**Required task**
Extend the excerpt on Google dorking by writing what follows its final sentence about the noindex meta tag.

**Excerpt to read**

────────────────

Google Dorking with Recon-ng

The Recon-ng framework includes modules that leverage Google search for reconnaissance. It integrates dorking into a broader workflow alongside other information gathering techniques.

# In Recon-ng, after setting up a workspace
modules load recon/domains-hosts/google_site_web
options set SOURCE example.com
run

Manual scripting approach

For simple automation, you can script a list of dorks and process them sequentially. Always add delays between queries to avoid triggering anti-bot protections.

# dorks.txt -- one dork per line, scoped to your target
site:example.com filetype:env
site:example.com filetype:sql
site:example.com intitle:"index of"
site:example.com inurl:admin
site:example.com inurl:login
site:example.com filetype:log
site:example.com filetype:bak OR filetype:old
site:example.com "phpinfo()"
site:example.com filetype:xml "password"
site:example.com intitle:"dashboard" OR intitle:"control panel"
💡
Rate limiting and CAPTCHA

Google actively detects automated queries and will temporarily block your IP or require CAPTCHA solving. Professional tools like Pagodo implement delays and jitter between requests. Never use high-speed scraping -- it will get you blocked and may violate Google's Terms of Service. For large-scale assessments, consider using the Google Custom Search API, which allows programmatic access with defined rate limits.

Defensive Countermeasures

Understanding Google dorking from the attacker's perspective allows you to defend against it. As a security professional, you should regularly dork your own organization to find and fix exposures before an attacker does.

robots.txt

The robots.txt file tells search engine crawlers which paths to avoid indexing. While this is not a security control (attackers can ignore it), it prevents accidental indexing of sensitive paths by legitimate crawlers.

# /robots.txt -- prevent indexing of sensitive directories
User-agent: *
Disallow: /admin/
Disallow: /config/
Disallow: /backup/
Disallow: /logs/
Disallow: /api/internal/
Disallow: /.git/
Disallow: /.env
⚠️
robots.txt is not a security measure.

Do not rely on robots.txt to protect sensitive content. It is a public file that anyone can read, and ironically, it tells attackers exactly which directories you consider sensitive. Always use proper access controls (authentication, firewall rules, network segmentation) to protect sensitive resources. Use robots.txt only as an additional layer to prevent accidental indexing.

Meta noindex tag

Adding a noindex meta tag to sensitive pages instructs search engines not to include them in search results, even if they are crawled.

────────────────

**Supplied information**
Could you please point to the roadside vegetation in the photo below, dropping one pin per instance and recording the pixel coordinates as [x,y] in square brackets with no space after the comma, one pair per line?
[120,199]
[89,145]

────────────────

**Result for this exercise**
<!-- Add to the <head> of pages that should not appear in search results -->
<meta name="robots" content="noindex, nofollow">

Server hardening

  • Disable directory listing -- configure your web server to return 403 instead of showing directory contents
  • Block sensitive file types -- configure Nginx or Apache to deny access to .env, .git, .sql, .bak, .log, and other files that should never be served
  • Remove error verbosity -- configure applications to show generic error pages in production instead of stack traces, file paths, or version numbers
  • Enforce authentication -- protect admin panels, API documentation, database tools, and internal dashboards with authentication and IP restrictions
  • Audit your indexed content -- regularly search site:yourdomain.com and review what Google has indexed; use Google Search Console to request removal of sensitive URLs

Google Search Console removal

If sensitive content has already been indexed, you can request its removal through Google Search Console. This removes the URL from search results but does not delete the actual content from your server -- you must also fix the underlying exposure.

Practical Dorking Workflow

During an authorized engagement, follow this structured workflow to ensure thorough and organized results.

Step 1: Scope enumeration

Start with broad site: queries to understand the target's web presence. Identify subdomains, major sections, and the technologies in use.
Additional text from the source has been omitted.